→ **Region pointing data**:
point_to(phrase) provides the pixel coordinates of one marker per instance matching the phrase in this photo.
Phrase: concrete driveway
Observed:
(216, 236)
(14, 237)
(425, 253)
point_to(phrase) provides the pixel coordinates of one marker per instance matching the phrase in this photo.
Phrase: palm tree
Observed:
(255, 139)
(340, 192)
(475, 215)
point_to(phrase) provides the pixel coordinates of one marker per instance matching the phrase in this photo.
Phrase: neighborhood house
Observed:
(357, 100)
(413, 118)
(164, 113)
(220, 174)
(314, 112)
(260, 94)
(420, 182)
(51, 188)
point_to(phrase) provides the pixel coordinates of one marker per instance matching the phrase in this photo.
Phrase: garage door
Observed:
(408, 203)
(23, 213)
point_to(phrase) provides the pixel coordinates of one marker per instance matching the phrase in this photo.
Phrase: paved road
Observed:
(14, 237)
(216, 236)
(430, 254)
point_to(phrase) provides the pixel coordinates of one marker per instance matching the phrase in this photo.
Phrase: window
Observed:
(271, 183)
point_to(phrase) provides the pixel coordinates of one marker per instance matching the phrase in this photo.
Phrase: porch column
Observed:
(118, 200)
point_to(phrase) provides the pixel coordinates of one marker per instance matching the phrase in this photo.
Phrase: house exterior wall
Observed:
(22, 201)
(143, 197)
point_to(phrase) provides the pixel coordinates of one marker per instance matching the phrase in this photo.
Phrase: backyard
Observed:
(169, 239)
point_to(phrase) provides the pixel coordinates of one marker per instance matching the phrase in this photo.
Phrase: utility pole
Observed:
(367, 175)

→ **Requirement**:
Scan the records above for the word "house". Show each line in which it appears.

→ **Reply to the exercise**:
Phrase: neighborhood house
Phrase: house exterior wall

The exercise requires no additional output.